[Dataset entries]
******

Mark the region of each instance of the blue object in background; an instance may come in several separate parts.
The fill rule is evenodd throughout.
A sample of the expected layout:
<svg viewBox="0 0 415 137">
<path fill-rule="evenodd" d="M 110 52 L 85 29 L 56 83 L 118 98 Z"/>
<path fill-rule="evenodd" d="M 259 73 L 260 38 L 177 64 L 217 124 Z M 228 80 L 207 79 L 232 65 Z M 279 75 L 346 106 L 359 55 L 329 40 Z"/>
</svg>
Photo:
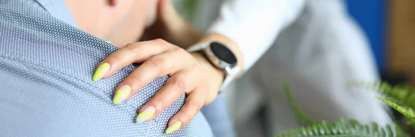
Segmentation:
<svg viewBox="0 0 415 137">
<path fill-rule="evenodd" d="M 376 60 L 378 70 L 386 67 L 385 0 L 346 0 L 349 14 L 366 33 Z"/>
</svg>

******

» **GOAL**: Reproduce every line above without any change, but leave out the pictures.

» **EXERCISE SOLUTION**:
Mark the region of each instance of the blue object in background; an instance may come in several separate parts.
The fill rule is evenodd throughout.
A sample of the expected layout:
<svg viewBox="0 0 415 137">
<path fill-rule="evenodd" d="M 110 52 L 85 29 L 56 83 L 118 98 Z"/>
<path fill-rule="evenodd" d="M 259 73 L 260 38 L 177 64 L 217 124 Z M 228 80 L 207 79 L 232 65 Z M 279 75 L 346 106 L 359 55 L 329 40 Z"/>
</svg>
Photo:
Segmentation:
<svg viewBox="0 0 415 137">
<path fill-rule="evenodd" d="M 376 60 L 378 70 L 386 67 L 385 0 L 346 0 L 349 14 L 366 33 Z"/>
</svg>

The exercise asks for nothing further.